- **OBJECTIVE**
Format every line of the data below as a numbered list, leaving out the blank lines.

(A run of data)
"""

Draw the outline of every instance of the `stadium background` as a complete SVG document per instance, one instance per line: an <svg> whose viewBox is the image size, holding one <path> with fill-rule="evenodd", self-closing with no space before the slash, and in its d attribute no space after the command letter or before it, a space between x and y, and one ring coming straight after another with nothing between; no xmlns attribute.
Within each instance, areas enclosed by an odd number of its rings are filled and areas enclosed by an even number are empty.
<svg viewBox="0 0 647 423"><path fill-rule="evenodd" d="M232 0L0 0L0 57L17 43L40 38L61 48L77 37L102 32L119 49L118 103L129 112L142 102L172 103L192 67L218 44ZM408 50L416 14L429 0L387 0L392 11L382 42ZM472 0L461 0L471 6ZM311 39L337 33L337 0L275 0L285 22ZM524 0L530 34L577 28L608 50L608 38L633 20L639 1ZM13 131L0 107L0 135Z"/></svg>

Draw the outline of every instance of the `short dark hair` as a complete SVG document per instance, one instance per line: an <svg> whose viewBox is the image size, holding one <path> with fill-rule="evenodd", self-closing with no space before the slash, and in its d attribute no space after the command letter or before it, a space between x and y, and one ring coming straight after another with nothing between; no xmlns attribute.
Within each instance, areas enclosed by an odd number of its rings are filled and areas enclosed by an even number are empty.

"""

- **FULL OUTPUT**
1. Draw the outline of every instance of the `stadium background` as a complete SVG document per instance, one instance per line: an <svg> whose viewBox is the image size, holding one <path> with fill-rule="evenodd", self-closing with no space before the slash, and in its d attribute no space after the command letter or before it, a space between x and y, and one ring coming straight after another with nothing between; no xmlns attribute.
2. Within each instance, areas enclosed by an odd number of its rings are filled and areas enclosed by an even number are empty.
3. <svg viewBox="0 0 647 423"><path fill-rule="evenodd" d="M232 0L0 0L0 57L17 43L40 38L61 48L77 37L102 32L119 49L118 103L129 112L142 102L172 103L192 67L218 44ZM408 50L416 14L429 0L387 0L392 11L382 42ZM472 0L461 0L471 6ZM311 39L337 33L337 0L275 0L285 22ZM524 0L530 34L577 28L608 50L608 38L633 20L639 1ZM13 131L0 107L0 135Z"/></svg>
4. Draw the outline of every instance of the `short dark hair` as a complete SVG document per instance, one instance per line: an <svg> whose viewBox is the image size, holding one <path> with fill-rule="evenodd", self-closing with no space before the slash, and in its d attribute no space after the command letter or before it, a space between x and y, and one ring coming straight after another with nothing between; no xmlns attribute.
5. Within each instance, areas enclosed by an odd number of its rings are filled and areas enclosed by an even number are empty.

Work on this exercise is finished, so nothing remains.